Go over the data below and say how many lines hold the word "handle". Only the number is needed.

BEGIN Data extracts

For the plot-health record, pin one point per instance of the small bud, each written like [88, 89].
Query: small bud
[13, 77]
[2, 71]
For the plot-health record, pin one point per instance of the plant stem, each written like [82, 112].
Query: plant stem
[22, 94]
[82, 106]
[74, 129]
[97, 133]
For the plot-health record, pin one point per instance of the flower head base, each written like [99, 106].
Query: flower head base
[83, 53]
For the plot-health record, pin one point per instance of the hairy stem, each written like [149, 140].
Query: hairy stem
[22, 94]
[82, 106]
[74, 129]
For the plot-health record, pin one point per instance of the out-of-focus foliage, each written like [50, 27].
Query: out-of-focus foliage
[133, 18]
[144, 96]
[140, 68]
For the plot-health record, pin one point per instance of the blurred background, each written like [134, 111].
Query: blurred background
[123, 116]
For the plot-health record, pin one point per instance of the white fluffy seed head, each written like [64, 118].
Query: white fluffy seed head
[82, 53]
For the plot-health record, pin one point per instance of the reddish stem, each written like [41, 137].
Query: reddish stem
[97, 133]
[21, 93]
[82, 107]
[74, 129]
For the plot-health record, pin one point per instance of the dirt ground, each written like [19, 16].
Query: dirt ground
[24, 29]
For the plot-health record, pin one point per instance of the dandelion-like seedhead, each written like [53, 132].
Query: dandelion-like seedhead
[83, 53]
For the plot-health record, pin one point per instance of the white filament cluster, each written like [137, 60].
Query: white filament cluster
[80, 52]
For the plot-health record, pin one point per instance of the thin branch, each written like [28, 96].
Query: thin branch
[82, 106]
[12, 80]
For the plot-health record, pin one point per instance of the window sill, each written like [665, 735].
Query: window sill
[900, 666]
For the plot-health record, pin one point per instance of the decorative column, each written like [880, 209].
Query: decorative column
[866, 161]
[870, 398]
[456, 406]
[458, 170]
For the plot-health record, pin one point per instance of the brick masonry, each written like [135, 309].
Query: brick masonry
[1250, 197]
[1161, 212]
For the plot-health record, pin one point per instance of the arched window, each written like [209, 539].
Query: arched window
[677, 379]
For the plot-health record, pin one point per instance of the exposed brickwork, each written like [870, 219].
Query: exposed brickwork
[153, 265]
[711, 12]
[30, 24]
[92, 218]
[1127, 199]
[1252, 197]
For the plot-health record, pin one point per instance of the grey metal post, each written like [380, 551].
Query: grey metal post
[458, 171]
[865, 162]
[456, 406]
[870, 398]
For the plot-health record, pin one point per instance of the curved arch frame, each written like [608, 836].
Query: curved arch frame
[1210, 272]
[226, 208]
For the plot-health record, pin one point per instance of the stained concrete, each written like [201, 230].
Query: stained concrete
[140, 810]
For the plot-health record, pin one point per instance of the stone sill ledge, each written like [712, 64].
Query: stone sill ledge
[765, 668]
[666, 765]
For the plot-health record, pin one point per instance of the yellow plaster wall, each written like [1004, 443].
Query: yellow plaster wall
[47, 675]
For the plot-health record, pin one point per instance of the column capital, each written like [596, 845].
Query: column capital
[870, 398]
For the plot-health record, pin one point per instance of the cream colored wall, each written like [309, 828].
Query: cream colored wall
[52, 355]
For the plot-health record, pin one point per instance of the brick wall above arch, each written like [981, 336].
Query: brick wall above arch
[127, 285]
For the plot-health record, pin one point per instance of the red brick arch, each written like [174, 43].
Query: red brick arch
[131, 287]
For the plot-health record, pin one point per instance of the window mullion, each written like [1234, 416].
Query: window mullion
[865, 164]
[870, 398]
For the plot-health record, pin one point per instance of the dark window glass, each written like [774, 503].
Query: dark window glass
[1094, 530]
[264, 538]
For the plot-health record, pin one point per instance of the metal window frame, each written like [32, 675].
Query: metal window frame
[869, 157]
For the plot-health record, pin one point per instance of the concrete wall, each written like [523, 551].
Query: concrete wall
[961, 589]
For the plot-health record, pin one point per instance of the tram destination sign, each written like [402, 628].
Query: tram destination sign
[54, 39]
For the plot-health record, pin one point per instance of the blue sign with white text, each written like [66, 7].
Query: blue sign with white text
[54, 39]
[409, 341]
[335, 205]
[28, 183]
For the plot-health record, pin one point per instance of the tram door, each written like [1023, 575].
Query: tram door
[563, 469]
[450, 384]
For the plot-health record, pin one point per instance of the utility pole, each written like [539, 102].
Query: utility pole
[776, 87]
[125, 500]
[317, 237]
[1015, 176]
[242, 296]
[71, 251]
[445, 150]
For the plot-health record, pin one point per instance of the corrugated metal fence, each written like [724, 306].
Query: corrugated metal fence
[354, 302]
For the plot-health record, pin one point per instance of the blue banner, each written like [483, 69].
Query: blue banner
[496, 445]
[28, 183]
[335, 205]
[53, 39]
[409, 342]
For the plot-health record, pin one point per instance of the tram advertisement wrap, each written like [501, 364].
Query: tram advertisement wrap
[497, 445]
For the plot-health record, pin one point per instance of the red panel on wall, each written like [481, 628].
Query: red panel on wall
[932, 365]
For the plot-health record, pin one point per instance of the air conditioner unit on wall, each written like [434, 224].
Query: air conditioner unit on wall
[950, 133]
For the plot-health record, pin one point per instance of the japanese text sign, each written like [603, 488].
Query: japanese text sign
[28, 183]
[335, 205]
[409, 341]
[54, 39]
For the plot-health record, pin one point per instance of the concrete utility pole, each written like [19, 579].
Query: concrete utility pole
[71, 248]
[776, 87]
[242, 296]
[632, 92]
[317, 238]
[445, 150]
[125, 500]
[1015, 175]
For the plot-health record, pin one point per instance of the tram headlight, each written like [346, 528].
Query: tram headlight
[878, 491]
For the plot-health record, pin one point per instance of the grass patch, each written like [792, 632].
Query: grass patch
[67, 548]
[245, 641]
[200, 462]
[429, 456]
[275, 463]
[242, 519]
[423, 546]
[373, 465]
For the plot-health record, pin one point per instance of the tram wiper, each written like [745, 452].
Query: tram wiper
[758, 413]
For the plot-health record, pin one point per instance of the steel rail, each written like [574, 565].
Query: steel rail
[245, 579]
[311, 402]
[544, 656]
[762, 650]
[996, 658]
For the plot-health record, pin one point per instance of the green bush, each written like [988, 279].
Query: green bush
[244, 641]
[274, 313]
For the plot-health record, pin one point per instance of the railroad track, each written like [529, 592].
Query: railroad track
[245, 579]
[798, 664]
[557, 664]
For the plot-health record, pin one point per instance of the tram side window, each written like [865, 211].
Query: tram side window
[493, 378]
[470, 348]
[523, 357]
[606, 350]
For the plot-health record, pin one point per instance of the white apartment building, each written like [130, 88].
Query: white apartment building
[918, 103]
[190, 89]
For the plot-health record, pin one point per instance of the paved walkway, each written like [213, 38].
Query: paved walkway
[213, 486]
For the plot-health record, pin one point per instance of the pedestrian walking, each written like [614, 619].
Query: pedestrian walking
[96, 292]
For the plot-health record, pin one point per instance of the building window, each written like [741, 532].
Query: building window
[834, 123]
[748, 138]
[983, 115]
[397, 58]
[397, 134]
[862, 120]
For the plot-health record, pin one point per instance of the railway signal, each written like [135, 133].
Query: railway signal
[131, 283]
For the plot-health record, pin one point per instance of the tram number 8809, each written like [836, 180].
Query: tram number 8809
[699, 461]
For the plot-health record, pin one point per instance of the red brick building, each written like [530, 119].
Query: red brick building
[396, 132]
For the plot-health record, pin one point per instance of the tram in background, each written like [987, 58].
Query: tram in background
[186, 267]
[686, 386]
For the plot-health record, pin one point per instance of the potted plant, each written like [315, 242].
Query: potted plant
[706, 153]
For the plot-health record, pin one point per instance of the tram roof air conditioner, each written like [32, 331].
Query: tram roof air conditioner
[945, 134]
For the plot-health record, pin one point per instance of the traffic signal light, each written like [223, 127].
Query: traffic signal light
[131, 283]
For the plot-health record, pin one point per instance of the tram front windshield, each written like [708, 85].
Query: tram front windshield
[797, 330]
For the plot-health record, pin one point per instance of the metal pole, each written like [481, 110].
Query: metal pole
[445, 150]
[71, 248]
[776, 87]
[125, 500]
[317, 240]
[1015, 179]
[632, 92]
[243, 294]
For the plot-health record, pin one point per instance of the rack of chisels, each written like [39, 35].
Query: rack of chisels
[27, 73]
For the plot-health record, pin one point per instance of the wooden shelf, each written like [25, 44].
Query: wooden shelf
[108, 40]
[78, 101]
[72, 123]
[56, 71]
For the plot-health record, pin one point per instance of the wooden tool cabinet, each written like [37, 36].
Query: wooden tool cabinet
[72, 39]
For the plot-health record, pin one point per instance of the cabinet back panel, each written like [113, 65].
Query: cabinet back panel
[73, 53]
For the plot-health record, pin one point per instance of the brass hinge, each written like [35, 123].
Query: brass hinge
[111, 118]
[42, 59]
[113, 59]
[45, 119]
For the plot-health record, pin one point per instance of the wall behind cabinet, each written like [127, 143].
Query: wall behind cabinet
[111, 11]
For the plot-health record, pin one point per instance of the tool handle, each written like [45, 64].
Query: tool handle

END Data extracts

## Task solution
2